Poursuivez, à partir de sa dernière phrase, le texte qui répond aux accusations portées par la majorité de l'Internationale.

— Passage cité —
---------------

En plus des charges que nous avons vues, il en fut porté d'autres contre nous, de type théorico-politique. Certaines sont formulées dans la lettre de Domingo : « attitude face au mouvement péroniste, rôle éventuel de la classe moyenne, politique d'alliances, caractères du Programme de Transition de 1938, caractérisation de la direction du PC chinois et de la révolution culturelle ». La seule chose que nous pouvons dire c'est que, effectivement, nous avons commis beaucoup d'erreurs théorico-politiques au cours du développement de notre parti et que nous avons fait notre autocritique sur toutes ces erreurs. Mais nous critiquer pour ces erreurs, sans les placer dans le contexte politique dans lequel nous nous développions, est totalement déloyal de la part des camarades de la majorité. Et surtout parce qu'ils furent les responsables de ce contexte politique.

Nous avons dû nous former totalement seuls. Pendant des années et des années, les portes de notre Internationale nous ont été hermétiquement fermées pour un seul et unique « péché » fondamental : nous refusions de capituler devant le dément que les camarades de la majorité avaient désigné comme vice-roi de l'Internationale en Amérique latine, Posadas. Ne pas dire que Posadas a fait partie intégrante de la direction de notre Internationale, avec le soutien sans restriction des camarades Germain, Pablo, Frank et Maïtan; ne pas dire que ce fou a fait ce qu'il voulait pendant des années et des années ; ne pas dire que Posadas a rendu fou tout le trotskisme latino-américain en prenant des positions démentielles et en pratiquant des manœuvres de maniaque ; ne pas dire que ces manœuvres et ces positions eurent le soutien inconditionnel des camarades Pablo, Germain et Frank ; ne pas dire que pour avoir re­fusé d'obéir à un tel délire, on nous écarta de l'Internationale ; ne pas dire tout cela, c'est ne pas situer notre trajectoire - avec ses erreurs théorico-politiques - dans le contexte politique où elle s'est déroulée.

Par ailleurs, ces erreurs théorico-politiques, dont nous avons fait la critique, ne sont pas du tout aussi graves que l'affirme la résolution. Mais comme tout problème théorique, cela mérite une discussion sérieuse et doit être considéré avec l'ensemble de nos apports ; cela ne peut en aucune manière faire l'objet d'une simple énumération en quelques lignes d'une résolution comme l'ont fait les camarades de la majorité.

Qui a lutté contre les déviations opportunistes de notre organisation ?[modifier le wikicode]

Il y a finalement une accusation permanente contre nous: notre capitulation devant le péronisme. Il est totalement certain que, à partir de notre entrisme, et principalement après la publication de « Palabra Obrera », notre organisation a subi de graves déviations opportunistes.

---------------

— Section de données —
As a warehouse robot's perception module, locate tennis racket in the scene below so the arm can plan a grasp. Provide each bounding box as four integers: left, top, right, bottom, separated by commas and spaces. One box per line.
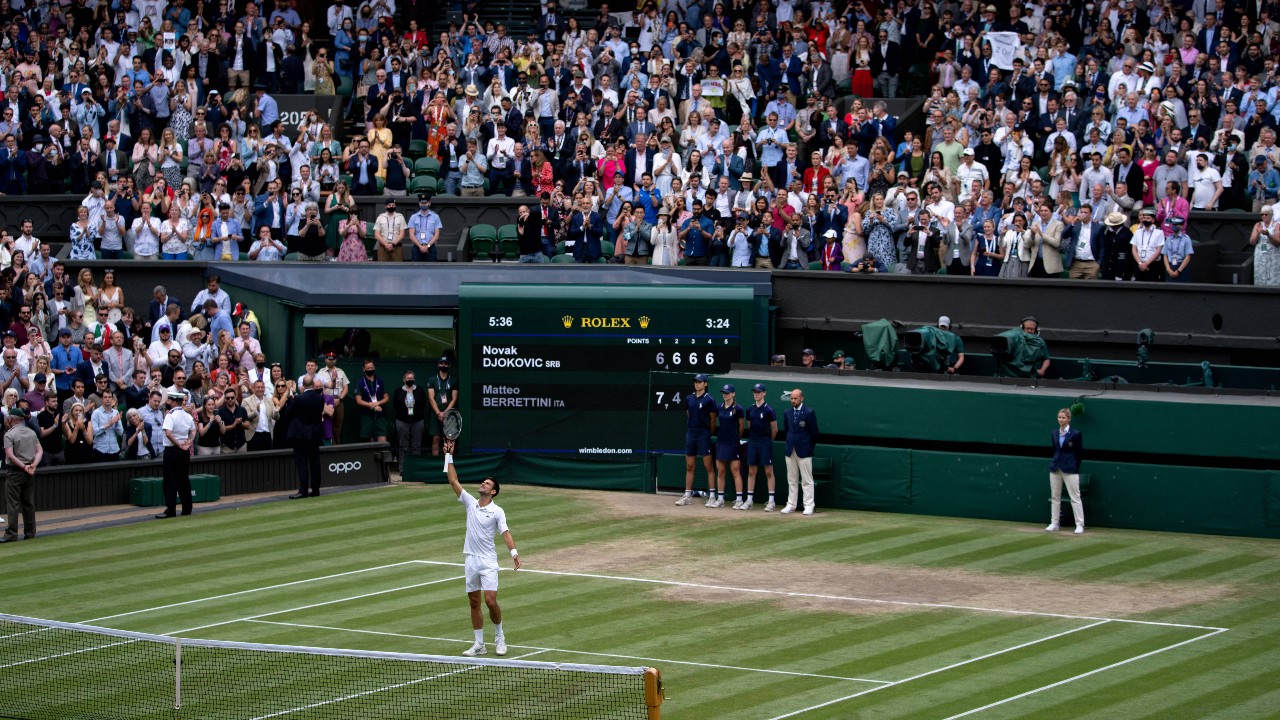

---------------

— Réponse —
Toutes ces déviations eurent une origine commune : la capitulation devant le péronisme et la bureaucratie syndicale. Bien plus, les tendances capitulatrices furent à la direction de notre organisation pendant longtemps. Mais ceux qui nous en accusent oublient de dire qu'il y eut de grandes luttes de tendances et de fractions contre les tendances capitulatrices devant le péronisme. Ils ne disent pas que les camarades Ernesto Gonzalez et Nahuel Moreno formèrent toutes sortes de fractions et de tendances et écrivirent de nombreux documents internes contre ces tendances qui capitulaient devant le péronisme. Ils ne précisent pas que cette lutte fractionnelle signifia leur mise à l'écart de la direction du parti, les laissant faire tapisserie. Nous avons toute la documentation dont les camarades de l'Internationale peuvent avoir besoin pour le démontrer. Les camarades de la majorité approuvent-ils notre lutte contre les déviations opportunistes et capitulatrices devant le péronisme menées par la vieille direction majoritaire de « Palabra Obrera » ? Ou nous rendent-ils responsables des erreurs et des déviations de cette direction ? Les trotskistes approuvent-ils la lutte de Lénine contre les erreurs opportunistes des vieux bolcheviks, ou le rendent-ils responsable de ces erreurs ?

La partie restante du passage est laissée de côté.